**PROMPT**
Repeat exactly the line that contains "[mark] wooden fence" and every line after it, down to the last line of the entries below. Do not include pictures.

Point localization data

· · · · · · ·

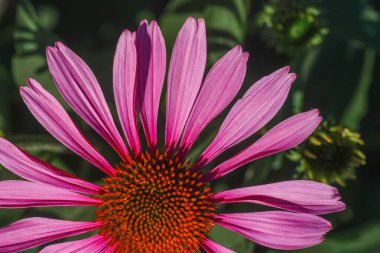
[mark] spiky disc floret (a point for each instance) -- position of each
(330, 155)
(156, 203)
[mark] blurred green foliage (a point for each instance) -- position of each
(340, 76)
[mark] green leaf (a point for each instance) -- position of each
(359, 23)
(358, 106)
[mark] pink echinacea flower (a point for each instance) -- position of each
(154, 199)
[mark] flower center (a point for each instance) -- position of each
(156, 203)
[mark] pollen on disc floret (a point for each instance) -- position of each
(156, 203)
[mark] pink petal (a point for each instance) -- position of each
(151, 58)
(278, 230)
(125, 90)
(31, 168)
(94, 244)
(250, 113)
(81, 90)
(221, 85)
(285, 135)
(186, 70)
(31, 232)
(20, 194)
(47, 110)
(297, 196)
(212, 247)
(111, 248)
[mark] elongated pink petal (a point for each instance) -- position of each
(212, 247)
(47, 110)
(278, 230)
(298, 196)
(81, 90)
(31, 168)
(111, 248)
(285, 135)
(250, 113)
(151, 58)
(31, 232)
(93, 244)
(21, 194)
(186, 70)
(221, 85)
(125, 89)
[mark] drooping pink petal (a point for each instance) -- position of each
(21, 194)
(31, 168)
(93, 244)
(278, 230)
(212, 247)
(151, 58)
(221, 85)
(250, 113)
(125, 89)
(298, 196)
(47, 110)
(111, 248)
(79, 87)
(31, 232)
(285, 135)
(186, 70)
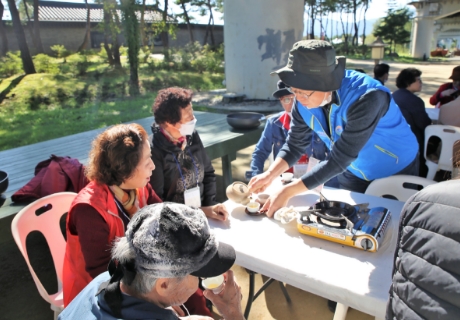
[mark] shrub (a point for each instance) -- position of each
(11, 64)
(45, 64)
(60, 51)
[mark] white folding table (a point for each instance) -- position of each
(352, 277)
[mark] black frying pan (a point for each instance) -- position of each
(245, 120)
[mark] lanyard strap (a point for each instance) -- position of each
(180, 171)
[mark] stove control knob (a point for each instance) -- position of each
(367, 244)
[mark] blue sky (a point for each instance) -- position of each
(377, 9)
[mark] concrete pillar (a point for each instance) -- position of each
(423, 29)
(258, 35)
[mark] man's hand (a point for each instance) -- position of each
(217, 212)
(228, 301)
(280, 198)
(447, 92)
(260, 182)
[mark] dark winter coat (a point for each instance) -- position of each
(426, 272)
(166, 179)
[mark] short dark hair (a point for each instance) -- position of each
(381, 69)
(406, 77)
(168, 103)
(115, 154)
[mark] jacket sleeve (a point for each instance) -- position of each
(422, 120)
(209, 179)
(437, 96)
(93, 232)
(157, 177)
(263, 148)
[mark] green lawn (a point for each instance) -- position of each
(47, 106)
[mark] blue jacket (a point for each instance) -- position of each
(89, 305)
(391, 147)
(273, 138)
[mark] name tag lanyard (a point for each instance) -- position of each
(180, 171)
(192, 197)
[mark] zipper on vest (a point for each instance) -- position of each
(362, 173)
(387, 152)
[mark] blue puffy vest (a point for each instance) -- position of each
(392, 146)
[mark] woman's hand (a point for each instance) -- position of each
(217, 212)
(228, 301)
(260, 182)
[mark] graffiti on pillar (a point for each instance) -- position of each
(272, 42)
(275, 48)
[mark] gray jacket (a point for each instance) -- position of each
(426, 272)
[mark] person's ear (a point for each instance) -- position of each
(162, 286)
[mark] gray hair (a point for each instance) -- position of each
(123, 252)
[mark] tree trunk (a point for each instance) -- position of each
(131, 27)
(85, 42)
(312, 32)
(164, 34)
(27, 63)
(38, 38)
(107, 21)
(29, 25)
(211, 20)
(187, 20)
(142, 26)
(4, 47)
(355, 35)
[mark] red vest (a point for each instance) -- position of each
(99, 196)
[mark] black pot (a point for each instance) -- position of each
(245, 120)
(3, 181)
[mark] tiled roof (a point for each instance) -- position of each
(58, 11)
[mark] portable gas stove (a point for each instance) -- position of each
(352, 225)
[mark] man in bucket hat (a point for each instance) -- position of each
(275, 134)
(352, 113)
(156, 266)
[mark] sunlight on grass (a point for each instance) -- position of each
(47, 106)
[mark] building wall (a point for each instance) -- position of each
(71, 36)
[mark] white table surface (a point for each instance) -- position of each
(433, 113)
(340, 273)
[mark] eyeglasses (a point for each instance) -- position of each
(298, 93)
(286, 100)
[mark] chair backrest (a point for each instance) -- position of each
(27, 220)
(448, 135)
(401, 187)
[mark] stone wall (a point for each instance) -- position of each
(71, 36)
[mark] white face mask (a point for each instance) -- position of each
(186, 129)
(326, 99)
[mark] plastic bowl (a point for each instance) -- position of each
(3, 181)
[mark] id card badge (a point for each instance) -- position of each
(192, 197)
(311, 164)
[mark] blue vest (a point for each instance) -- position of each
(392, 146)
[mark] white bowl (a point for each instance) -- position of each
(216, 284)
(253, 206)
(287, 176)
(262, 198)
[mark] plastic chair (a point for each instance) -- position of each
(448, 135)
(27, 220)
(400, 187)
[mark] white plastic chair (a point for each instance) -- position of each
(401, 187)
(448, 135)
(47, 223)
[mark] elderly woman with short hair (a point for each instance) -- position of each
(119, 170)
(184, 172)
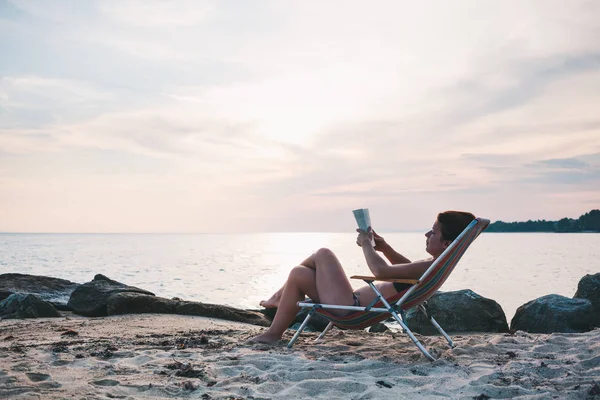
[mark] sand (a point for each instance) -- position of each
(169, 356)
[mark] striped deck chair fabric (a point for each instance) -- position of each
(414, 296)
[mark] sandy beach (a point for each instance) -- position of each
(172, 356)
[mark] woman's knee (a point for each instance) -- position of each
(324, 252)
(300, 272)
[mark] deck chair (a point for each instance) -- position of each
(414, 296)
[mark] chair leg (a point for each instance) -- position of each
(437, 326)
(327, 328)
(302, 326)
(412, 336)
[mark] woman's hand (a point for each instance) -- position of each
(380, 242)
(364, 237)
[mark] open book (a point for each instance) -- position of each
(363, 219)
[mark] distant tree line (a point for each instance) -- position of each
(589, 222)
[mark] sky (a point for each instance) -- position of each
(270, 116)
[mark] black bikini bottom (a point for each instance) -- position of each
(400, 287)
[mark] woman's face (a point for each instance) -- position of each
(435, 244)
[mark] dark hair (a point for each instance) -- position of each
(452, 223)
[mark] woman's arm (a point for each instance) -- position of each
(392, 255)
(381, 269)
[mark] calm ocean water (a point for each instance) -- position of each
(241, 269)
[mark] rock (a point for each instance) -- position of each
(139, 303)
(554, 313)
(589, 288)
(222, 312)
(378, 328)
(20, 305)
(459, 311)
(54, 290)
(91, 298)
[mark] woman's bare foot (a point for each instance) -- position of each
(265, 338)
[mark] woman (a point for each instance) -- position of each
(322, 278)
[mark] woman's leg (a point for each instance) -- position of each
(326, 283)
(273, 301)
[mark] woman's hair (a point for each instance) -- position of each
(452, 223)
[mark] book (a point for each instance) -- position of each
(363, 220)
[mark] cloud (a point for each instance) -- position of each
(410, 107)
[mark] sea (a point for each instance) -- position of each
(239, 270)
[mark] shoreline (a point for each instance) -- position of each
(171, 356)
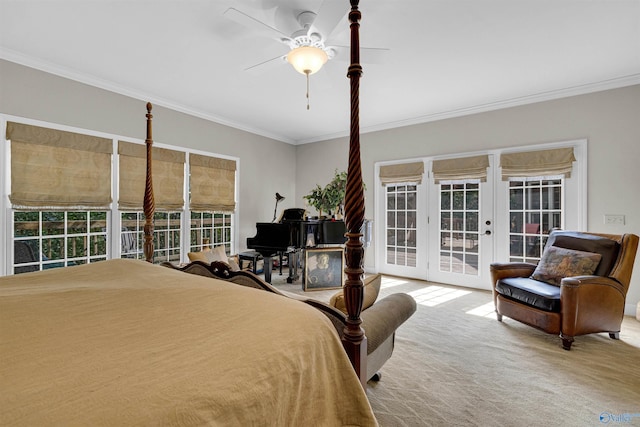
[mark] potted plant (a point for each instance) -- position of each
(329, 199)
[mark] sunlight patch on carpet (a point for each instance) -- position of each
(432, 296)
(390, 282)
(485, 310)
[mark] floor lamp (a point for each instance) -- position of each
(279, 198)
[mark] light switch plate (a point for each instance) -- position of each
(614, 219)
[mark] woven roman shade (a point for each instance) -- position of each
(403, 172)
(167, 174)
(212, 183)
(463, 168)
(54, 169)
(557, 161)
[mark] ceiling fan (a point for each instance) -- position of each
(309, 47)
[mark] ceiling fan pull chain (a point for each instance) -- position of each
(307, 73)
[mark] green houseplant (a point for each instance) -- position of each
(329, 199)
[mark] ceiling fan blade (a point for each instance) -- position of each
(268, 64)
(255, 24)
(330, 14)
(368, 55)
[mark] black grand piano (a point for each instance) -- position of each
(290, 236)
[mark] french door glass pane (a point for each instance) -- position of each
(459, 227)
(401, 225)
(535, 208)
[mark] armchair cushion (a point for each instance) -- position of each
(608, 248)
(532, 292)
(371, 291)
(557, 263)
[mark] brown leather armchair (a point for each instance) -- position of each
(578, 305)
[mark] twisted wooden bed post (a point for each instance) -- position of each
(149, 203)
(354, 339)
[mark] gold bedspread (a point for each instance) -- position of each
(124, 342)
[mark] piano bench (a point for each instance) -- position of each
(252, 257)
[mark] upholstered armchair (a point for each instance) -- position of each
(579, 286)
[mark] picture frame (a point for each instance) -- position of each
(323, 268)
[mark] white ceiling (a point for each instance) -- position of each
(446, 58)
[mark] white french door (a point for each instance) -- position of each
(451, 232)
(461, 233)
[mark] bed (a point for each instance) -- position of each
(127, 342)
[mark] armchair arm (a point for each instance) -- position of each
(591, 304)
(510, 269)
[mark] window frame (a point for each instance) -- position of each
(114, 222)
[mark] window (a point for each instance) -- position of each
(401, 224)
(535, 208)
(49, 239)
(210, 229)
(166, 236)
(75, 198)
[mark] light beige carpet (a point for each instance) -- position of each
(454, 364)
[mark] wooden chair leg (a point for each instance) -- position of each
(566, 342)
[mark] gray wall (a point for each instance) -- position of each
(609, 120)
(266, 165)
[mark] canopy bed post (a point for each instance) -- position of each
(354, 339)
(149, 203)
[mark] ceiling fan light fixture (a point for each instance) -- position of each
(307, 59)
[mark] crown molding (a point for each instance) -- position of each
(608, 84)
(55, 69)
(64, 72)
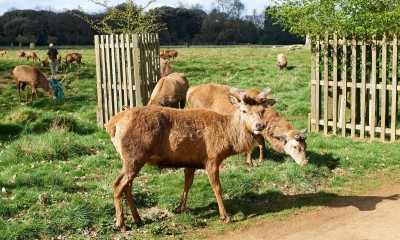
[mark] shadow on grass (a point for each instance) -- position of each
(8, 131)
(252, 205)
(319, 160)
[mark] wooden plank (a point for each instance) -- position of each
(373, 97)
(109, 80)
(317, 87)
(335, 83)
(393, 111)
(124, 72)
(104, 79)
(119, 76)
(353, 87)
(113, 76)
(384, 89)
(312, 127)
(344, 90)
(129, 45)
(136, 70)
(100, 113)
(326, 79)
(363, 110)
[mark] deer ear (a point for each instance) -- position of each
(281, 137)
(233, 99)
(264, 93)
(268, 103)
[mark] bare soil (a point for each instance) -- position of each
(375, 215)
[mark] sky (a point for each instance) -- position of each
(90, 7)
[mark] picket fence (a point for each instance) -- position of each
(355, 87)
(127, 70)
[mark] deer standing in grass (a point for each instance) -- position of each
(188, 138)
(33, 77)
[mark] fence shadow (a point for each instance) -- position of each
(252, 204)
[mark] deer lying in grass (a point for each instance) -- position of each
(73, 57)
(170, 91)
(189, 138)
(33, 77)
(282, 136)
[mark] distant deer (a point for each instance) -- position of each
(33, 77)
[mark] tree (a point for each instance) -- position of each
(22, 39)
(347, 17)
(125, 18)
(234, 8)
(181, 24)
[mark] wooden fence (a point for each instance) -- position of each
(127, 68)
(355, 87)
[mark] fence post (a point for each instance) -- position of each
(373, 97)
(395, 68)
(100, 114)
(335, 83)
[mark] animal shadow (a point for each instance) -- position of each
(251, 204)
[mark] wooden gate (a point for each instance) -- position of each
(355, 87)
(127, 70)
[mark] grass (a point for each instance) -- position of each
(56, 166)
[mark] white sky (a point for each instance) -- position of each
(90, 7)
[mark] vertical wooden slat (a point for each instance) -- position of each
(113, 76)
(109, 80)
(104, 79)
(372, 111)
(129, 70)
(326, 80)
(124, 72)
(363, 111)
(117, 87)
(394, 90)
(317, 86)
(136, 72)
(335, 83)
(353, 86)
(384, 89)
(119, 76)
(100, 113)
(344, 90)
(311, 127)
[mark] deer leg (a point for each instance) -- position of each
(118, 201)
(23, 89)
(34, 91)
(19, 93)
(189, 176)
(213, 176)
(182, 103)
(249, 162)
(123, 184)
(131, 202)
(261, 143)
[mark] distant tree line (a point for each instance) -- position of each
(182, 26)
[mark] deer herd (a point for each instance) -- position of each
(220, 121)
(25, 75)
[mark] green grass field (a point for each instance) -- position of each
(56, 166)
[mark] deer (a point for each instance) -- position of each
(181, 138)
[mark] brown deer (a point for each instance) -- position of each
(189, 138)
(73, 57)
(170, 91)
(27, 75)
(282, 136)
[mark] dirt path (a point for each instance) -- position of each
(372, 216)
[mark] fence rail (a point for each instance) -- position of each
(127, 69)
(355, 87)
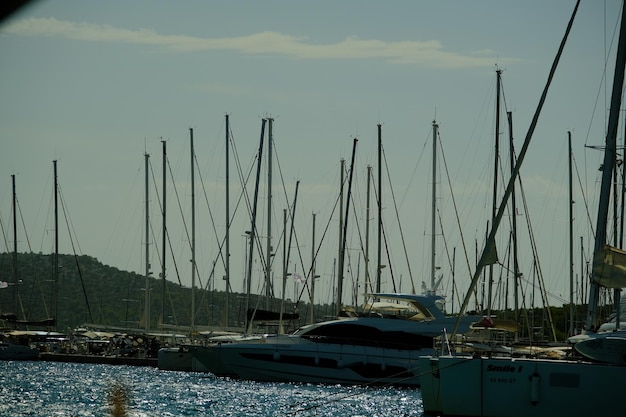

· · · · · · ·

**SOLUTION TO THIS TASK**
[mark] wooden fence (a point for each instance) -- position of each
(127, 68)
(355, 87)
[mark] fence post (a point for each instance) -- position of each
(373, 97)
(395, 68)
(100, 114)
(335, 83)
[mark] animal shadow (a point for each instance) -- position of each
(251, 204)
[mark] wooden gate (a point for each instance) -- position of each
(355, 87)
(127, 70)
[mark] grass (a point for each instance) -- position of each
(56, 166)
[mark] white sky (a point for each instance) -- position of each
(90, 7)
[mark] vertical wooden slat (a point for each instance) -- position of each
(113, 76)
(109, 80)
(104, 79)
(372, 111)
(129, 70)
(326, 80)
(124, 72)
(363, 111)
(117, 87)
(394, 90)
(317, 86)
(136, 72)
(335, 83)
(353, 86)
(384, 89)
(119, 76)
(100, 113)
(344, 90)
(311, 127)
[mark] deer leg (a point for each instance) -- position of each
(118, 201)
(23, 89)
(34, 91)
(19, 93)
(189, 176)
(213, 176)
(182, 103)
(249, 162)
(123, 184)
(131, 202)
(261, 143)
[mark] distant tree line (a point for each instance) -- position of each
(182, 26)
[mark] deer herd (a point for each instance) -- position of each
(220, 121)
(25, 75)
[mark] green grass field (a point for each instance) -- position of each
(56, 166)
[mark] deer (a point for each instance) -- position of each
(181, 138)
[mark] brown deer (a point for each instance) -- position of each
(189, 138)
(73, 57)
(170, 91)
(27, 75)
(282, 136)
[mark] dirt path (a point for each instance) -- position of each
(372, 216)
[mark] fence rail (a point for each instance) -- position of each
(127, 69)
(355, 87)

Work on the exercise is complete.